ASSIGNED TASK -
An exact restatement of the data is required, with the images omitted.

INPUT -
*** Block opens ***

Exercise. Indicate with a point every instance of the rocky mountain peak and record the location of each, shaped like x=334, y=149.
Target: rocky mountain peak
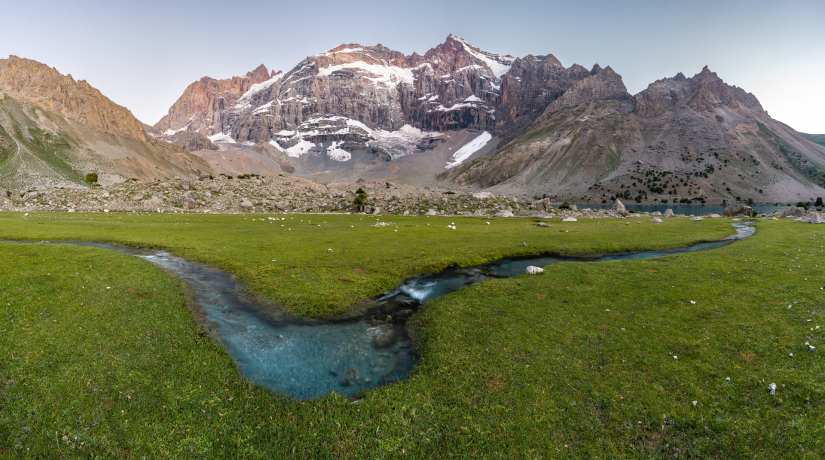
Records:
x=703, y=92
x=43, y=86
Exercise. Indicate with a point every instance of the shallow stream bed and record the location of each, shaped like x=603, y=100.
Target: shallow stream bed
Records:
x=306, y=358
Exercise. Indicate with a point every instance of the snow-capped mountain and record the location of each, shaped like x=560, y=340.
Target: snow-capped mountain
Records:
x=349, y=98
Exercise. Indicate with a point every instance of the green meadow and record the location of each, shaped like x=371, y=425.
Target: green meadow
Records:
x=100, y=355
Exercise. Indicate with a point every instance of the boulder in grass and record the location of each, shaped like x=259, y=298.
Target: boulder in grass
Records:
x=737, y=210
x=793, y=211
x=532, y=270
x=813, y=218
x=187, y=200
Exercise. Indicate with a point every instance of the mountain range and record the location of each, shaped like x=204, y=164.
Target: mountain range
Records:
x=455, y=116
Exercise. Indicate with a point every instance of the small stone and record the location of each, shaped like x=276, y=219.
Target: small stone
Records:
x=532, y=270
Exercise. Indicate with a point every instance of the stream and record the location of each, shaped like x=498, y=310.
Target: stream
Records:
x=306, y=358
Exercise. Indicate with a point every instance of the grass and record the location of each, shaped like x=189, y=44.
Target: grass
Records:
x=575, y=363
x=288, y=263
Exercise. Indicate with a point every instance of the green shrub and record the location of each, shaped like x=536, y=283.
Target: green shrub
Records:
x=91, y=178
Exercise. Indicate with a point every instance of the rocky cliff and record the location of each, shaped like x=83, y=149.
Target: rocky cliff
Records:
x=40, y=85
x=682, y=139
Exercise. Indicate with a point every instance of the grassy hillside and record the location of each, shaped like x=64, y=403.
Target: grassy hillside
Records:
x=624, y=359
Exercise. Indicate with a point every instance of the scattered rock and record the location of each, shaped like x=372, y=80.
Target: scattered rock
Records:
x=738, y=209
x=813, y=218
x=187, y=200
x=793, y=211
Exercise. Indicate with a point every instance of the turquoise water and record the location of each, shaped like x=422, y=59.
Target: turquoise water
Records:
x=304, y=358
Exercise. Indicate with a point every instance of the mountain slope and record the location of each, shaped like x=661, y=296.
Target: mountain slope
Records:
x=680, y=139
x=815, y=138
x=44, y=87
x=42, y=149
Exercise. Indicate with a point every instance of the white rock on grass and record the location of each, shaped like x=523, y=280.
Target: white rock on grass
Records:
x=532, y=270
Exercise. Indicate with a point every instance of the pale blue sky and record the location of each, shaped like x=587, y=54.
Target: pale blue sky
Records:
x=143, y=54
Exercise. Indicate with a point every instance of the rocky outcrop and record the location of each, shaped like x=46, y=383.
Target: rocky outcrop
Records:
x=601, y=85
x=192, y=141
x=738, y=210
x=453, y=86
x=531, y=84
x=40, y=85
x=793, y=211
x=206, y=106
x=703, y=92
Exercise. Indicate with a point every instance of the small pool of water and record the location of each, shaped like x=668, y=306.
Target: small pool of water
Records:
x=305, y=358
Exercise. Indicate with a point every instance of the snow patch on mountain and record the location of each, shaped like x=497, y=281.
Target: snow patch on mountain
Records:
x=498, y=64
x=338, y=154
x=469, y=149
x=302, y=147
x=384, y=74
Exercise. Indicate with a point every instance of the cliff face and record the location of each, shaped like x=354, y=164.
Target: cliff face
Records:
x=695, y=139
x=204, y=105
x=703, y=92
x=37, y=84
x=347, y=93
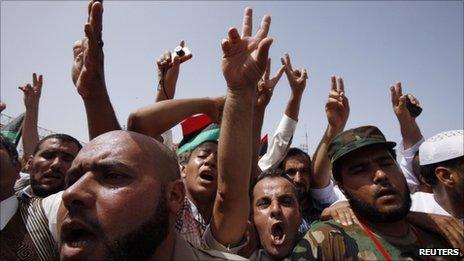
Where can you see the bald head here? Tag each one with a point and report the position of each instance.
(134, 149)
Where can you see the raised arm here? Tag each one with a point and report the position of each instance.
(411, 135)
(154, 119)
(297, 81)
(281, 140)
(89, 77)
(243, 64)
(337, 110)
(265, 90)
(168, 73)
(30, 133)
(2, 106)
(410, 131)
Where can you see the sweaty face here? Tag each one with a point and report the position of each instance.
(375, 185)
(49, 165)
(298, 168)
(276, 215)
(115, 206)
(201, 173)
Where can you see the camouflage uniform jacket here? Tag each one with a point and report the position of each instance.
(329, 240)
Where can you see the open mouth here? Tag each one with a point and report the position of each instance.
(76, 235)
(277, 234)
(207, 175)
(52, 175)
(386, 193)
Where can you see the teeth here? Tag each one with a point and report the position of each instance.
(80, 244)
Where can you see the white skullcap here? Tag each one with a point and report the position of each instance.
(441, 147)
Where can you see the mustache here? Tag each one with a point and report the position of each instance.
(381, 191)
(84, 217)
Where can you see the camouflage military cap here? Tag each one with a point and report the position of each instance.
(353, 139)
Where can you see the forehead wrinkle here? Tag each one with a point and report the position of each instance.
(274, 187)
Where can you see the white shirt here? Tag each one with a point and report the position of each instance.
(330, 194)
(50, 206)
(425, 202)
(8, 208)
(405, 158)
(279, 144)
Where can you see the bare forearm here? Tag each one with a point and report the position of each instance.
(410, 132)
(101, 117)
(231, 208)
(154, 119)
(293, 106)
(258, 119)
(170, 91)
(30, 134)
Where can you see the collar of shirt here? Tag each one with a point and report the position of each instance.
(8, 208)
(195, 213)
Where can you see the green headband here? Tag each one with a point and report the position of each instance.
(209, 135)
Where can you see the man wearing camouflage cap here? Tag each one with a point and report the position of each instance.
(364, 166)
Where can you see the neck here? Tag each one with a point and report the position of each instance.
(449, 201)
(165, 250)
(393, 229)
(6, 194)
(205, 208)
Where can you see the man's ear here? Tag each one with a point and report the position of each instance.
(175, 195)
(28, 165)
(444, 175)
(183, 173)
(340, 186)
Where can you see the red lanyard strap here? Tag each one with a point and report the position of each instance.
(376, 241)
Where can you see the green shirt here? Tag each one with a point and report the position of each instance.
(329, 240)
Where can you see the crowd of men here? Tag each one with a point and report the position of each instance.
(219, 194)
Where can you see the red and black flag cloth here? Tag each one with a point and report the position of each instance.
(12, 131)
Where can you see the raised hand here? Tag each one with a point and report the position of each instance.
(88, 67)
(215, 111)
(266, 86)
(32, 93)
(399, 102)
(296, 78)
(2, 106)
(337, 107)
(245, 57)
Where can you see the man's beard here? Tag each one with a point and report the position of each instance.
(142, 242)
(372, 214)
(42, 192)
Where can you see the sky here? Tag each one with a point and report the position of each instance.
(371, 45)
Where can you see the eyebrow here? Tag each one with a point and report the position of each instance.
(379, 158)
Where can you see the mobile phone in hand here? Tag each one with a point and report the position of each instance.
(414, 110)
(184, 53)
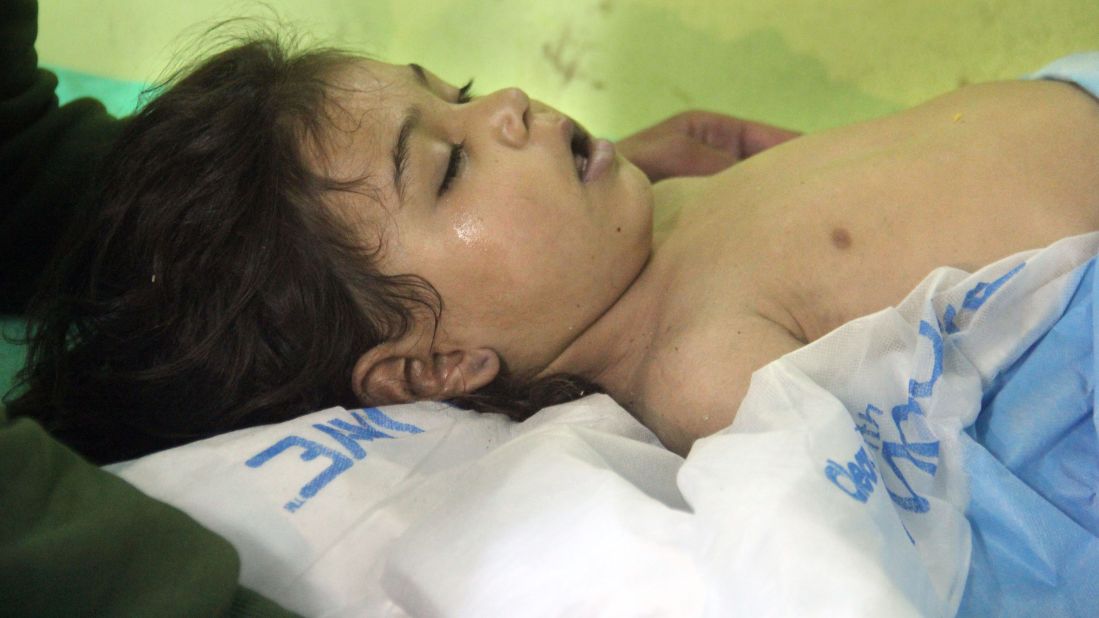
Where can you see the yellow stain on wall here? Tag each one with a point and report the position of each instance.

*** Block closes ***

ANSWER TO THIS PROBLEM -
Exercise. Indicate with a point every instance of the rocky mountain peak and record the location of each, shaped like x=334, y=149.
Target: rocky mountain peak
Records:
x=703, y=92
x=43, y=86
Exercise. Indicate with a point every instance of the shallow stream bed and record the location of each, shaped like x=603, y=100.
Target: shallow stream bed
Records:
x=306, y=358
Exercise. Indicate with a point every instance of the snow-capped mountain and record the location of each, shaped like x=560, y=340.
Target: snow-capped mountain
Records:
x=349, y=98
Exercise. Indicate with a point every instance of the green meadow and record the location of each, shaped like x=371, y=425.
Target: green meadow
Records:
x=100, y=355
Exercise. Indicate with a point every instance of the boulder in grass and record the location of each, shaped like x=259, y=298.
Target: boulder in grass
Records:
x=737, y=210
x=793, y=211
x=532, y=270
x=813, y=218
x=187, y=200
Exercise. Indicate with a point every instance of the mountain range and record the location of each, shaped like x=204, y=164.
Target: mountain range
Records:
x=455, y=116
Exercise. Indicate with a point every instance of the small stone and record the location of each, shaped like x=276, y=219.
Target: small stone
Records:
x=532, y=270
Exercise. Indicate with a point every instance of the stream and record the location of each, shaped like x=498, y=310.
Target: stream
Records:
x=306, y=358
Exercise. Indicate with a point every instance of the grass and record the location of each, shaped like x=189, y=44.
Target: grass
Records:
x=575, y=363
x=288, y=263
Exercise. Indicate with a point every instance of the green shrub and record the location of each, shaped like x=536, y=283.
Target: green shrub
Records:
x=91, y=178
Exercise. Indicate with a point every instance of the rocky cliff and record the location of each, shaped like x=83, y=149.
Target: rocky cliff
Records:
x=40, y=85
x=682, y=139
Exercise. Indicate with a point every instance of the grassy hillside and record the location of each, shaped like x=64, y=403.
Target: grassy hillside
Records:
x=624, y=359
Exercise. Indicate with a point every instance of the scattered rock and record the location of each, shaped like x=372, y=80.
Target: scattered rock
Records:
x=738, y=209
x=813, y=218
x=187, y=200
x=793, y=211
Exercise. Indicate with a point every instance of the turquoise water and record the location of each, shaped like x=422, y=59.
Target: turquoise water
Records:
x=304, y=358
Exercise. Indicate with a point every instance of the mountain slope and record the location of each, shaped like x=661, y=296.
Target: mountain slope
Records:
x=680, y=139
x=815, y=138
x=44, y=87
x=42, y=149
Exercise. Indicate with a point every instance of the white rock on grass and record the location of each, shaped like x=523, y=280.
Target: white rock on grass
Records:
x=532, y=270
Exercise. Indicate with a point every instance of the pale blue sky and record the location of each, shaped like x=587, y=54.
Target: pale blue sky
Records:
x=143, y=54
Exercise. Indicate with a point every instance of the rocky outcrop and record the location of each, shaped like x=46, y=383.
Target: rocky outcrop
Records:
x=601, y=85
x=192, y=141
x=738, y=210
x=453, y=86
x=531, y=84
x=40, y=85
x=793, y=211
x=206, y=106
x=703, y=92
Exercise. Indicate with a point every instance of the small pool of water and record the location of each, shaped like x=668, y=306.
Target: small pool of water
Records:
x=305, y=358
Exercise. Indicate with a point every instance of the snow patch on mountain and record the location of each, shaped like x=497, y=281.
Target: snow patch on mountain
Records:
x=498, y=64
x=338, y=154
x=469, y=149
x=302, y=147
x=384, y=74
Exercise. Indicate with a point every instance of the cliff face and record the location of each, shaped like x=354, y=164.
Target: cliff face
Records:
x=695, y=139
x=204, y=105
x=703, y=92
x=37, y=84
x=347, y=93
Where can you see the bald head here? Tag each one with a point and report the position of each instance.
(134, 149)
Where can you see the raised arm here? Tag each one with a point and report the position of each instance.
(411, 135)
(154, 119)
(297, 81)
(281, 140)
(89, 77)
(243, 64)
(337, 110)
(265, 90)
(168, 73)
(30, 133)
(2, 106)
(410, 131)
Where can you see the sweaty face here? Tag each one with a point and report the position of each instance.
(375, 185)
(49, 165)
(298, 168)
(276, 215)
(115, 206)
(201, 173)
Where can you see the camouflage uniform jacket here? Tag each one with a point and report the position of each instance.
(329, 240)
Where can you see the open mouth here? Tag each one with a point and report the position of each instance.
(76, 235)
(277, 234)
(207, 175)
(52, 175)
(386, 193)
Where can you see the teeth here? Tag each one with a point and report the position of each instance.
(80, 244)
Where can you see the white skullcap here? Tag each one with a point and report the position of each instance.
(441, 147)
Where can you see the mustache here? Tag each one with a point and report the position of each instance.
(381, 191)
(84, 217)
Where can you see the camouflage military cap here? Tag each one with a point and report the position of each instance.
(353, 139)
Where can you see the forehead wrinkle here? Tag each one with a point and report the position of each instance.
(274, 187)
Where can you see the white shirt here? Tag each one with a point and report the position of each instance.
(330, 194)
(50, 206)
(425, 202)
(8, 208)
(405, 158)
(279, 144)
Where can you see the bare forearm here? Tag each one with a point and report the position of each instance.
(410, 132)
(101, 117)
(231, 208)
(154, 119)
(293, 106)
(258, 119)
(170, 91)
(30, 134)
Where can you see the collar of shirt here? Tag each one with a point and report the position of each instance.
(8, 208)
(195, 213)
Where can you see the green headband here? Tag each one with a point and report the position of each instance.
(209, 135)
Where can you see the man wearing camouflage cap here? Tag each one with a point and report the position of each instance.
(364, 166)
Where can you see the neck here? Tag each one with a point and report the position of each instance.
(449, 201)
(165, 250)
(393, 229)
(6, 194)
(205, 208)
Where can you see the man's ear here? Tag each one with a point and report the position of each instance.
(175, 195)
(28, 165)
(444, 175)
(183, 173)
(340, 186)
Where can you see the red lanyard strap here? Tag each one with a point and report the position of each instance.
(376, 241)
Where can you see the green shirt here? Tag each one with a point and report the position of each instance.
(329, 240)
Where can you see the crowd of men here? Tag each one with a point and report the position of each instance.
(219, 194)
Where can you see the red and black flag cloth here? Tag each one with a point and report the position of each instance.
(12, 131)
Where can you see the raised hand here? Tag each one with a point and report the position of each instance.
(88, 67)
(215, 111)
(266, 86)
(32, 93)
(399, 102)
(296, 78)
(2, 106)
(337, 107)
(245, 57)
Where can you see the man's beard here? Tag each one with a point and report the position of each instance.
(142, 242)
(372, 214)
(42, 192)
Where can you see the sky here? Tag each one with a point and report the position of each instance.
(371, 45)
Where can you see the eyebrow here? Tag each one with a point and report the position of each instance.
(379, 158)
Where can you see the mobile phone in hand here? Tag each one with a point and report the position of each instance.
(414, 110)
(184, 53)
Where can you see the yellow stain on wall here? Tag each one with a point and report the position of each instance.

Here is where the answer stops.